• Information supplied
____________________
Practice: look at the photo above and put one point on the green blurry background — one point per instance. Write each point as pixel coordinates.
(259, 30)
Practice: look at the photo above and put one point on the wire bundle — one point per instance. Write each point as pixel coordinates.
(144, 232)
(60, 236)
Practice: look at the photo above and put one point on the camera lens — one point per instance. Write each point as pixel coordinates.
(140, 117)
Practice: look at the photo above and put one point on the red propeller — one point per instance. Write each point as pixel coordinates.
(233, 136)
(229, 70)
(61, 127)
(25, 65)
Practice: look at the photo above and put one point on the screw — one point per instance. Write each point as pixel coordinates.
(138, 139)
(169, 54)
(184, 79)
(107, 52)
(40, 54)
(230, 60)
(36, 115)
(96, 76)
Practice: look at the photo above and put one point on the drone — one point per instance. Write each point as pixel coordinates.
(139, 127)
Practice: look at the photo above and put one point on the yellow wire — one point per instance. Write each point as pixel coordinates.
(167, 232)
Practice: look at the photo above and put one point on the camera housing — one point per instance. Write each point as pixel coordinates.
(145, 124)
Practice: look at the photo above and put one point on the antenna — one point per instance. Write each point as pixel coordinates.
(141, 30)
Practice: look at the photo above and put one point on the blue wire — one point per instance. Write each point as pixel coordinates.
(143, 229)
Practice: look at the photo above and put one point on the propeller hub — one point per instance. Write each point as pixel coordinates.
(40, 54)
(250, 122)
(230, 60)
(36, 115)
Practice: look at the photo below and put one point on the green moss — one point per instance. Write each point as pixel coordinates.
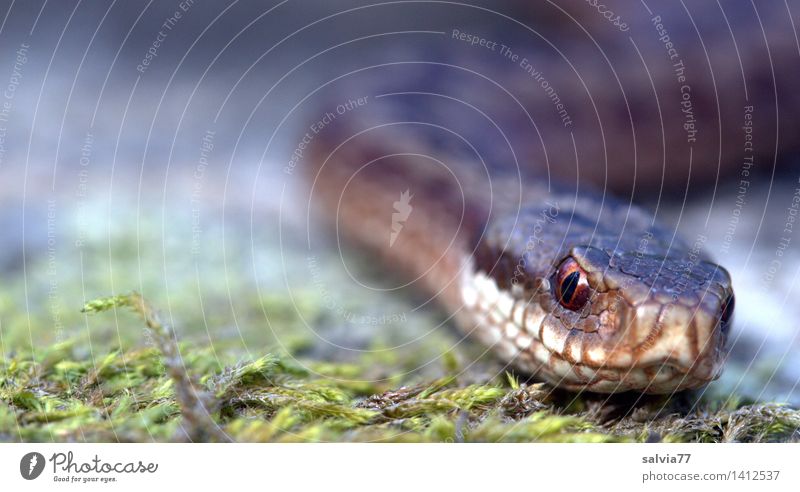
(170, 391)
____________________
• Exercise objective
Restate all the material verbatim; omit every picture.

• Written reply
Practice: look at the photo above and put one point on the green blurry background — one point per instance. Write each point as pixel coordinates.
(259, 30)
Practice: look at the photo above and put one point on the wire bundle — one point per instance. Write each point as pixel coordinates.
(144, 232)
(60, 236)
Practice: look at the photo above and put one point on the camera lens — one point per instance. Write each point as pixel coordinates.
(140, 117)
Practice: look at the photo above and put one point on the red propeller — one point per instance. Write each point as pixel coordinates.
(233, 136)
(229, 70)
(61, 127)
(25, 65)
Practice: look at the photo above and put one point on the screw — one point per instance. Write each point as pixel coordinates.
(138, 139)
(169, 54)
(184, 79)
(107, 52)
(40, 54)
(230, 60)
(36, 115)
(96, 76)
Practice: look at the photo above and put one point on the drone — one point per instance. Write each point as pixel coordinates.
(139, 127)
Practice: look at the photo above and put one point on the yellow wire — one point per instance. Write each point as pixel coordinates.
(167, 232)
Practice: look at the photo above and put one point on the camera housing — one point per instance. Write each point as pixel coordinates.
(145, 124)
Practice: look at the photo above and put one point on the antenna — one point per instance. Write each point as pixel coordinates.
(141, 30)
Practice: look at the photo above and put one point on the blue wire — one point per instance. Write each point as pixel coordinates.
(143, 229)
Practice: look at the photo above and put one point on the propeller hub — one point per instance. Write each point as pixel coordinates.
(40, 54)
(250, 122)
(230, 60)
(36, 115)
Practice: look at the photo below and put one point on the green moss — one point per instance. Write each point as pixel coordinates.
(170, 391)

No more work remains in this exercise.